-- Problem to work on --
Please pull out every line in the records below that contains the word "sleeve" and copy each line in full. Case counts, so match only that exact capitalization.

-- Extracted records --

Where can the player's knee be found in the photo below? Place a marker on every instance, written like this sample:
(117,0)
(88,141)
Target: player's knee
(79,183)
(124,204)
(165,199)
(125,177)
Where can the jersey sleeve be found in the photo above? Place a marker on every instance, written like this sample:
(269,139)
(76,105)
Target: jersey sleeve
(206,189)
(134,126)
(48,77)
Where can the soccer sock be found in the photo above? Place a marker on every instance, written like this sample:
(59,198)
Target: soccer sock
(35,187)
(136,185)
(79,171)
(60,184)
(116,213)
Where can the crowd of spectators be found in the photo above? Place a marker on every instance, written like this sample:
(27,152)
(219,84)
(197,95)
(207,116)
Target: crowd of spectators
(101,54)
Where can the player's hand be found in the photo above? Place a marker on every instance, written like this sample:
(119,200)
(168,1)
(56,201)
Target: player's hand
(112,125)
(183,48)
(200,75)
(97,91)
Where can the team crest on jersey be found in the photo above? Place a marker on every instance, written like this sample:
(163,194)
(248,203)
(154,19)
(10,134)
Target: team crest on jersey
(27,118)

* * *

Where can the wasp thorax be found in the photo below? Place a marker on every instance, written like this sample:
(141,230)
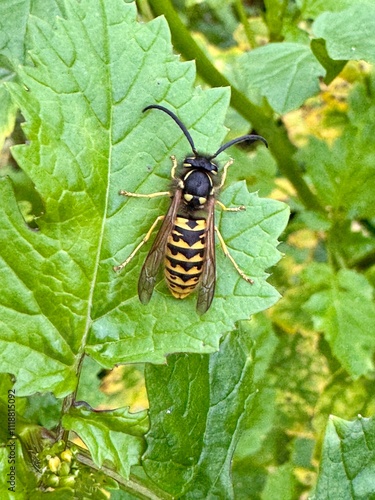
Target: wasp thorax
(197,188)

--

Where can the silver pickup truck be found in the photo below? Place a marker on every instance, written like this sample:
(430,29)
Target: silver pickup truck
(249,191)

-- Completed exercise --
Where can the jersey sleeve be found in the photo above? Place a marker on every instance, written like this sample:
Target: jersey sleeve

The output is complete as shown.